Cela fait maintenant quelques jours que je suis parti d'Iran pour l'Inde. C'est donc l'occasion de formuler une conclusion sur la Perse. Elle est la suivante: je n'y crois pas.
Pourquoi? Le pays a un grand nombre de facteurs positifs- une position au milieu d'une region dynamique, une rente petroliere de plus en plus elevee, une main d'oeuvre qualifiee...- qui dans une autre situation politique aurait certainement permis a ce pays de decoller.
Seulement voila, dans les economies emergentes, tout est politique. Et en ce qui concerne l'Iran, on ne sent pas le vent d'une liberalisation prochaine. Un petit chiffre devrait appuyer mon opinion: malgre des excedents importants, le pays est en crise. Pres de 70MME du patrimoine des riches iraniens-selon des sources officieuses- seraient partis a l'etranger. D'ou la reaction du gouvernement actuel qui n'arrive pas a endiguer la situation actuelle et a declare l'evasion fiscale comme un crime majeur. Alors certes il y a quelques investissements tape a l'oeil dans le domaine des hydrocarbures ou de l'automobile, mais en terme relatif, cela est negligeable.
Le plus important est donc de comprendre ce qui se passe au niveau politique. Je vous fais donc profiter de discussions avec des diplomates europeens pour donner un bref apercu de la situation actuelle.
Premierement, revenons a la revolution de 1979. Khomeiny avait reuni autour de lui toute une generation de decus du chat allant de l'extreme gauche, aux clercs et aux bazaris, ces grands marchands dont ceux de Teheran controle pres du tiers du commerce du pays. L'alliance entre clercs et bazaris a perdure longtemps mais les autres membres de l'opposition a l'origine du renversement du Shah ont ete liquides ou ont fuit. C'est constitue alors toute une generation de Mollah qui prendront petit a petit la main sur l'economie du pays. A noter un point interessant: la majeure partie des ces revolutionnaires ont vecu a l'etranger.
Suit alors une politique avant tout ideologique- explosion de la natalite, progression sociale-qui a de graves consequences economiques. Le precepte etait que l'intendance suivra. Naturellement elle n'a pas suivi. Mais le gouvernement en mal de legitimite va profiter d'un evenement heureux: la guerre Iran Irak. Le biais ideologique va donc s'amplifier avec notamment une dimension nationaliste. La societe va etre encadre par une sorte d'elite pretorienne- les pasdaran ou gardiens de la revolution- charge d'encadrer des volontaires fondamentalistes. Tous les iraniens ayant participe a la guerre vont pouvoir profiter d'avantages importants (ie l'acces a l'universite sans les diplomes adequats...). Parallelement les Pasdarans vont devenir des acteurs majeures de l'economie en controlant les grandes fondations iraniennes proprietaires de la majeure partie des grandes entreprises du pays.

### Consignes
(a) Restituez, dans le texte sur l'Iran, tout ce qui va de « Cela fait maintenant » jusqu'à « n'y crois pas. ».
(b) Répondez aux questions suivantes d'après le texte sur l'Iran.
(i) Quelle part du commerce du pays les bazaris de Téhéran contrôlent-ils ?
(ii) Comment le gouvernement a-t-il qualifié l'évasion fiscale ?
(iii) Quel avantage est cité pour les Iraniens ayant participé à la guerre ?
(c) Prolongez le texte sur la situation politique de l'Iran à partir de sa dernière phrase.

### Données fournies
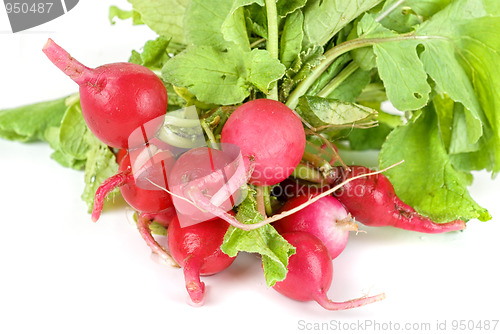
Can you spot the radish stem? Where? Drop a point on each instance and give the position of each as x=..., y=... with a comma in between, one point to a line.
x=323, y=300
x=78, y=72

### Réponses
(a)
Cela fait maintenant quelques jours que je suis parti d'Iran pour l'Inde. C'est donc l'occasion de formuler une conclusion sur la Perse. Elle est la suivante: je n'y crois pas.

(b)
(i) Près du tiers.
(ii) Comme un crime majeur.
(iii) L'accès à l'université sans les diplômes adéquats.

(c)
Puis les evenements se precipite vers 1988 et 1989. La mort de Khomeiny va deligitimer le role de guide supreme et revaloriser celui de president de la republique. Des demandes sociales qui avaient ete mises en sommeil durant la guerre vont resurgir a la fin de celle-ci. C'est donc durant la decennie 1990 que l'on voit emerger des premiers reformes portees par quelques Mollah eclaires par les avantages qu'ils pourraient en tirer. J'ai nomme les Khatami, Rafsandjani et compars. Le probleme majeur vient de leur forte corruption et de la lenteur du processus qui patit d'un systeme politique complique favorisant les contre-pouvoirs et empeche toute grande reforme d'aboutir. Les citoyens de plus en plus decus ont tendance alors a ne plus croire aux espoirs et a se detourner du vote.
C'est peut etre ce qui s'est passe durant la derniere election. Il y a eu plusieurs temps; d'une part, la volonte des conservateurs d'empecher la candidature en 2004 de deputes reformistes ayant demissionne. Puis l'election d'un inconnu. Ahmadinejad a la presidence. Certes le vote a ete truque (peut etre 3 millions de voix) mais il reste qu'une grande partie de la population a sanctionne les dirigeants passes en n'allant pas voter le jour J. Ce qui a laisse la place aux plus conservateurs. Mais il faut analyser cette election plus finement. Plus qu'un retour des conservateurs, c'est un changement de generation. Ahmadinejad est symbolique de la generation des 40-50 ans, anciens pasdarans, formes durant la guerre Iran Irak, qui desirent dorenavant obtenir le pouvoir. Ils sont en butte avec les anciens Mollah dirigeant toujours l'economie du pays (et jusqu'au ministere du petrole). Chacun tente de prendre le dessus sur l'autre. Ahmadinejad manquant de legitimite- je n'ai pas rencontre un iranien le soutenant- il recherche un grand elan nationaliste autour de sa personne afin d'en regagner. On comprend mieux alors ses positions fantaisistes sur le nucleaire et Israel.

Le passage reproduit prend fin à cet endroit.